**EXERCISE:** Count the lines below that contain the string "blue", treating uppercase and lowercase as different, and reply with only the number.
--- begin ---
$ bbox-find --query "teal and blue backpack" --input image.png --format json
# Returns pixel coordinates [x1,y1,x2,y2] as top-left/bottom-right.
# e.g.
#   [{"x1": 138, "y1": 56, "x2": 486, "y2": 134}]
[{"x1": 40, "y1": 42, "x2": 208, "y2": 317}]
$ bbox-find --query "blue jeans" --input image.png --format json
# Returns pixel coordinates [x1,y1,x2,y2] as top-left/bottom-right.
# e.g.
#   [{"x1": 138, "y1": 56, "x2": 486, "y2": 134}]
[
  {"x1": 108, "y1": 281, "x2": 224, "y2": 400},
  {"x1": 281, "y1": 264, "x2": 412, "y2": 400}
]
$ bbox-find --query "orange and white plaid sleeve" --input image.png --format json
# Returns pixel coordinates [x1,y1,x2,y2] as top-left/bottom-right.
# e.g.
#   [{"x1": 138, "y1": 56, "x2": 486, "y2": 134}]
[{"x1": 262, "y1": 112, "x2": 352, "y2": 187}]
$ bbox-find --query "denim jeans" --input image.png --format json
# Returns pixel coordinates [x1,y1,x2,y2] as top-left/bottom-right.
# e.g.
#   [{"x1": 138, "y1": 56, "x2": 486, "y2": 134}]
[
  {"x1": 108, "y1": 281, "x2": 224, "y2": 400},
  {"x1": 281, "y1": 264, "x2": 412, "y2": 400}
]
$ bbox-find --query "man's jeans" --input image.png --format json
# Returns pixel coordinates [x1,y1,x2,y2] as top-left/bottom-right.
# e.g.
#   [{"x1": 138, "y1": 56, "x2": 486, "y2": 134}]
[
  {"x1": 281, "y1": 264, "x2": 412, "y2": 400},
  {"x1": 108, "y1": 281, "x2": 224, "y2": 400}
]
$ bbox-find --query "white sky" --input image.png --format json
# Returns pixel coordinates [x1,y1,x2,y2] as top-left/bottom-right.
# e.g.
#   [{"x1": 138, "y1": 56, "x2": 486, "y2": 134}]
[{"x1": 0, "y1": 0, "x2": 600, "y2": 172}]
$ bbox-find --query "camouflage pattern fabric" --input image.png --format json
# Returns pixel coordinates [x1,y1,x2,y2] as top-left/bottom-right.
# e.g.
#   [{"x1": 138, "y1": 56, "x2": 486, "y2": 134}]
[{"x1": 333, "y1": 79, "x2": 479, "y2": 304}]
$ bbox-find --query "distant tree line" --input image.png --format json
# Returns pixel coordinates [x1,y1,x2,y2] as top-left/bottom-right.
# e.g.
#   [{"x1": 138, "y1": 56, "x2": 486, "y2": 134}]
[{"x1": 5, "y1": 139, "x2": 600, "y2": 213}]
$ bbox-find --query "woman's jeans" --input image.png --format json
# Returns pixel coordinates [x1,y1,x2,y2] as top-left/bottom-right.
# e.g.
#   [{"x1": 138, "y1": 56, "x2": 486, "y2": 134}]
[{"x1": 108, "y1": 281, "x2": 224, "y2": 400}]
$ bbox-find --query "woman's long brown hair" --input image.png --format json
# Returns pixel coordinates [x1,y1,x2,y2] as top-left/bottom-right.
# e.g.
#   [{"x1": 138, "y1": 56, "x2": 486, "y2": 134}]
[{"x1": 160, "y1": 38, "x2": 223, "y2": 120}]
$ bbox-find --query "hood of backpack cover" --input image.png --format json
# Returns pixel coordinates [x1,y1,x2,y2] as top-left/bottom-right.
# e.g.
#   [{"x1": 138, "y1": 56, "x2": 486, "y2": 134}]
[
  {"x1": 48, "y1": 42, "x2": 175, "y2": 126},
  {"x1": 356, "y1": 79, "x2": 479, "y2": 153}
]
--- end ---
**FULL ANSWER:** 2